*** Extracted text

Creation of the Embryo

Another example, which the Holy Qur’àn presents, for the purpose of proving and bringing into the focus of man, the boundless Divine Powers and uses it to prove the Power of Allàh in bringing man to life again after death, is the creation of the embryo. It states if you have doubt and uncertainty in the possibility of Resurrection - reflect upon how we created you from a sperm-drop. Then we brought out this sperm-drop as an 'alaqah' (blood clot). After that we made it grow in the womb and finally in the form of a complete human, we gave him birth by means of his mother.

******

Your instructions :: Transcribe the passage on the creation of the embryo, starting with "Another example, which" and going on through "of his mother.".

*** Provided data

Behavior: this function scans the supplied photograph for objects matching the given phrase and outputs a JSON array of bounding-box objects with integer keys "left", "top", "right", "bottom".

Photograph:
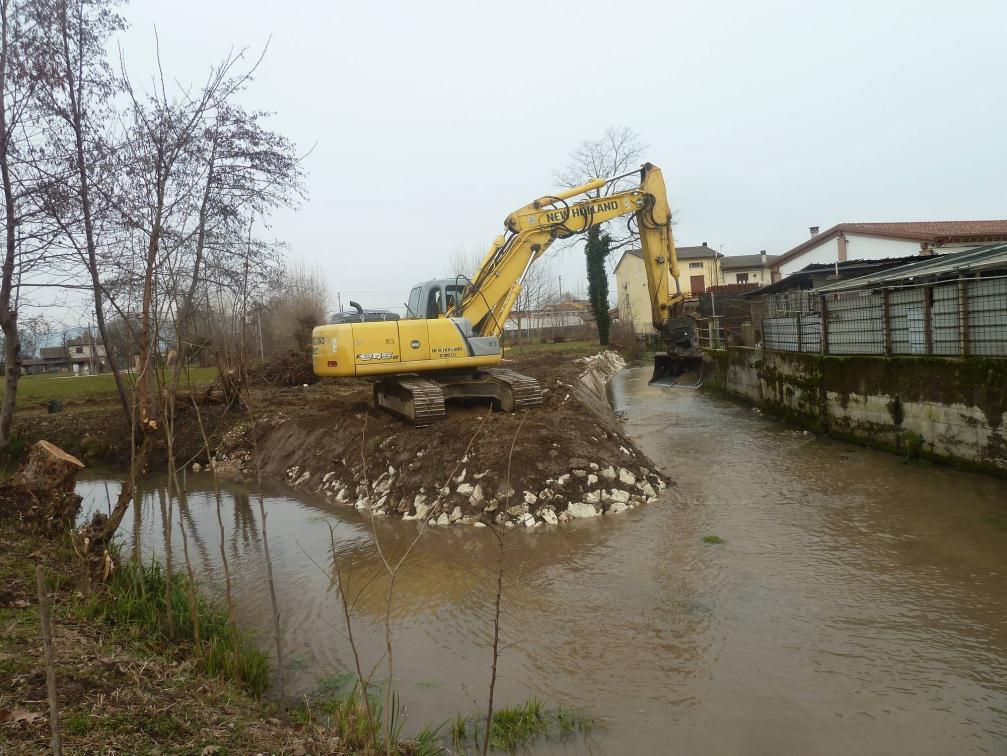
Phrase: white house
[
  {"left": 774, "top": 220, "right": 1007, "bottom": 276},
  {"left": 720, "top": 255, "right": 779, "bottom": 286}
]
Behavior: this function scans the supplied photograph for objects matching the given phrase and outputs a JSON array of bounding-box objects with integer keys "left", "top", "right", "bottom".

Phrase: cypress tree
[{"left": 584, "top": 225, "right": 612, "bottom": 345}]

******
*** Provided data

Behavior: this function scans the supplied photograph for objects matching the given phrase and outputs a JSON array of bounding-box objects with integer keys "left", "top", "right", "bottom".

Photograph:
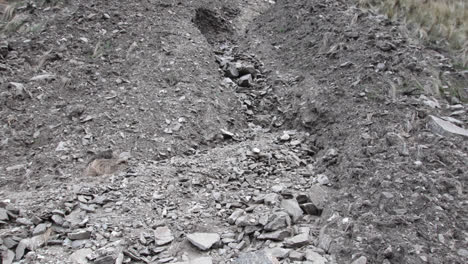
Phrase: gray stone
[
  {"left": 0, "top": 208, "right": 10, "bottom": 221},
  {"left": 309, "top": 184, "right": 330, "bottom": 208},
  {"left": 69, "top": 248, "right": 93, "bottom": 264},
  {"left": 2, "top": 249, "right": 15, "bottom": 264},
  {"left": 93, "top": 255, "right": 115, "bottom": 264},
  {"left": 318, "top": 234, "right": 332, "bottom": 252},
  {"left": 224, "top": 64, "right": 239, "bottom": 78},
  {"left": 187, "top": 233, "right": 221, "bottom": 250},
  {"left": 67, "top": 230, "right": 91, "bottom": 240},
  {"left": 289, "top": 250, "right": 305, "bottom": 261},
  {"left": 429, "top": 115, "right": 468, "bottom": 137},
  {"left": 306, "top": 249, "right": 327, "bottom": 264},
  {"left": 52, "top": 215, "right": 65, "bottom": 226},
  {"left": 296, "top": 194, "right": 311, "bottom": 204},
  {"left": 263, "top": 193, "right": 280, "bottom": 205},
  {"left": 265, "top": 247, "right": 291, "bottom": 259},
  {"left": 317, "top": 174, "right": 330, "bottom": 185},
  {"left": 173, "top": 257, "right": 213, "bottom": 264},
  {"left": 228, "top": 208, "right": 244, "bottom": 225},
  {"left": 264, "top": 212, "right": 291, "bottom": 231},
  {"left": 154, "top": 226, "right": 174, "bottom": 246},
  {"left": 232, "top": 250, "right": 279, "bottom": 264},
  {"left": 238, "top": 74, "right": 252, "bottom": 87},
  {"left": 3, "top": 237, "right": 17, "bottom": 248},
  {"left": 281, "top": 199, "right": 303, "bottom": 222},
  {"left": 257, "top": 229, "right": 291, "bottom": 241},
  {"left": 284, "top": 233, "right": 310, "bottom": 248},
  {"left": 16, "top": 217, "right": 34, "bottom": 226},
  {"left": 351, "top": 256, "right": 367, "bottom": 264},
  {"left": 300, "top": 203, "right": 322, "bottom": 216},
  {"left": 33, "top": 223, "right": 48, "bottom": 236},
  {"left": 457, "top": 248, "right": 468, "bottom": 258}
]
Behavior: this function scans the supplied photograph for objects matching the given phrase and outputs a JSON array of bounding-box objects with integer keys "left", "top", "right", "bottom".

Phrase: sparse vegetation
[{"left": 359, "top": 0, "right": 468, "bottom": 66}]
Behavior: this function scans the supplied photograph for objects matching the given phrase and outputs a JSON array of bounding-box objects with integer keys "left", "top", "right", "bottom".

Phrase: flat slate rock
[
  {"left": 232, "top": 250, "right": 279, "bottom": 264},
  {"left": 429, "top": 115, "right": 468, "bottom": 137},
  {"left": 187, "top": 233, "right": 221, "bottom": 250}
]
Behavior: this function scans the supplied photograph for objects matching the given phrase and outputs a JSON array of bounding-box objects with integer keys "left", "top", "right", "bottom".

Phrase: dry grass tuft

******
*** Provided data

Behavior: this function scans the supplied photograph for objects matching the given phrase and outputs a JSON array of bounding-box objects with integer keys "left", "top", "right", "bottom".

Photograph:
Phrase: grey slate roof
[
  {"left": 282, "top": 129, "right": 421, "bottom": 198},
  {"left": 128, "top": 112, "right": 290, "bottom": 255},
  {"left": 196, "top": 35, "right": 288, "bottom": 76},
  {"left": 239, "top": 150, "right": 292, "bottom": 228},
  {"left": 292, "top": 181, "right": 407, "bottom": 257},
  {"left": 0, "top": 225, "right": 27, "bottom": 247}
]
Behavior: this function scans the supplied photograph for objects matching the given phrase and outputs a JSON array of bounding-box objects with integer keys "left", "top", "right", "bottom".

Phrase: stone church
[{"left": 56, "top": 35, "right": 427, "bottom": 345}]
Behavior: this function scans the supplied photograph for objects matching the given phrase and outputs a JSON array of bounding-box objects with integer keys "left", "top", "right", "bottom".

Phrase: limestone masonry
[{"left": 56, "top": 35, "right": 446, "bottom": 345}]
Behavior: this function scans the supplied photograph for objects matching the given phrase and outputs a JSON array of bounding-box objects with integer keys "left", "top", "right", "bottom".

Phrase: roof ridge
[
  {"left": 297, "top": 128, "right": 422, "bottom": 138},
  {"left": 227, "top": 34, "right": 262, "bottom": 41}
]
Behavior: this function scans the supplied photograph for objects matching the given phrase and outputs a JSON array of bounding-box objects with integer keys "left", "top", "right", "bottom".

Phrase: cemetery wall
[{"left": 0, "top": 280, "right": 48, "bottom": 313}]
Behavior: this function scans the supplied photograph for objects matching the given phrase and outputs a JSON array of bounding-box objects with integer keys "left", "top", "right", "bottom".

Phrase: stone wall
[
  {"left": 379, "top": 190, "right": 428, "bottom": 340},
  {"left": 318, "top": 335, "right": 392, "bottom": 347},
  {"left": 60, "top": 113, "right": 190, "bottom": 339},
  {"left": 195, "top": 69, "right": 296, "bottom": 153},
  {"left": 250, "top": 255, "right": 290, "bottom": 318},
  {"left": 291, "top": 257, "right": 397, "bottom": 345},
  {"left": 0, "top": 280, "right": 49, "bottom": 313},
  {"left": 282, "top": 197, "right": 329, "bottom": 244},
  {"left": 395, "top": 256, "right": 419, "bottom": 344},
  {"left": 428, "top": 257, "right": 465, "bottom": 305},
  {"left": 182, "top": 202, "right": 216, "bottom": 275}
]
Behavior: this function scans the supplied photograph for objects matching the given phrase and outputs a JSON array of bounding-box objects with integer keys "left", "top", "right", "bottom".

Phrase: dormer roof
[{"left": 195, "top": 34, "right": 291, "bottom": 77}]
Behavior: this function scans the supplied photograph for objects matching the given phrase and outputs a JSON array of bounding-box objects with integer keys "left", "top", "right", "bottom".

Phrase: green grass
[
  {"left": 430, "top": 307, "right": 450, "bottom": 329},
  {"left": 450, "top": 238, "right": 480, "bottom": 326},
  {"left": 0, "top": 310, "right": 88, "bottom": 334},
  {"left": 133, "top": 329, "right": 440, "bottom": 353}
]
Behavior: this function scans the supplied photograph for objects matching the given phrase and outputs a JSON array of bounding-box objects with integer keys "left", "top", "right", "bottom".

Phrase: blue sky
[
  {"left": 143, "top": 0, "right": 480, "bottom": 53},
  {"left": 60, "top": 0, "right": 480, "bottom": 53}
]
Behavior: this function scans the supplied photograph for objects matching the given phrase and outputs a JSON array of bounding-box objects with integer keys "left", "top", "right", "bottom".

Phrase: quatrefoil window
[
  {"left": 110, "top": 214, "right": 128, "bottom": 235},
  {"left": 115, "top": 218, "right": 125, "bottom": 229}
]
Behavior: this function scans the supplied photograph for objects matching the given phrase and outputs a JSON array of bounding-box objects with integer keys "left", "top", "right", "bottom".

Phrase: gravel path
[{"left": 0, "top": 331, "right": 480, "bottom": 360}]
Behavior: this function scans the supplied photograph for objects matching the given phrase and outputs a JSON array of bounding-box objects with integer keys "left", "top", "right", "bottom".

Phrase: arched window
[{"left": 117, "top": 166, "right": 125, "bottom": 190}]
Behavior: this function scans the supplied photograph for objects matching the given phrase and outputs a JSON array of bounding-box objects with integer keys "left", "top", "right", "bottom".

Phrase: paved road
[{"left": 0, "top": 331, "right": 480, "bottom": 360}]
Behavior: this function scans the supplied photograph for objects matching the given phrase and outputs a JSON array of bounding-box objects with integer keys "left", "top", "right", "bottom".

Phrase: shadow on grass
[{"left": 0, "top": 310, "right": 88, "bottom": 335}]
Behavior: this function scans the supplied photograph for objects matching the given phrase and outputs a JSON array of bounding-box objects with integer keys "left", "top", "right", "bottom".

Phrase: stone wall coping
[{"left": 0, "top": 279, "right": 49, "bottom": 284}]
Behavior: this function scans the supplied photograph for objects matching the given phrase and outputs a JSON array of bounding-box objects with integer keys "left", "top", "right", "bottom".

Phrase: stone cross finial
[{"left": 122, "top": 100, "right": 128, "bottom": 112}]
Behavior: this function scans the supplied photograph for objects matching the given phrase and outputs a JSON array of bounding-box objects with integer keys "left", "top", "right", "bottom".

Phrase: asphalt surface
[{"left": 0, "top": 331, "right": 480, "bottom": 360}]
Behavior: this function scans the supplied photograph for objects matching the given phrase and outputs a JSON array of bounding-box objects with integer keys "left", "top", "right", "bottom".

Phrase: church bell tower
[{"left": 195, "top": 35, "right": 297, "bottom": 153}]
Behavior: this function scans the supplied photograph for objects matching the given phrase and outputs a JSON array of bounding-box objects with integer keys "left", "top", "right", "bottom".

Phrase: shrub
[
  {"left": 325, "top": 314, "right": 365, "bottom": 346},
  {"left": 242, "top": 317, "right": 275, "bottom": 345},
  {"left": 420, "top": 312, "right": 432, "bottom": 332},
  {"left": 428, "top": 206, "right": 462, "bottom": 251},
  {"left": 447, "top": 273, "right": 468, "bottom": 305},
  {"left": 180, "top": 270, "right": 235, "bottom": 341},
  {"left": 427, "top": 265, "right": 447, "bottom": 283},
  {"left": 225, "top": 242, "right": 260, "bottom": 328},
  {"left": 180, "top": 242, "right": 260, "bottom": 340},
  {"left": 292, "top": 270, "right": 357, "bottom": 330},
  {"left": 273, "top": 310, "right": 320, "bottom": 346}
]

******

Answer to the problem ::
Another example, which the Holy Qur’àn presents, for the purpose of proving and bringing into the focus of man, the boundless Divine Powers and uses it to prove the Power of Allàh in bringing man to life again after death, is the creation of the embryo. It states if you have doubt and uncertainty in the possibility of Resurrection - reflect upon how we created you from a sperm-drop. Then we brought out this sperm-drop as an 'alaqah' (blood clot). After that we made it grow in the womb and finally in the form of a complete human, we gave him birth by means of his mother.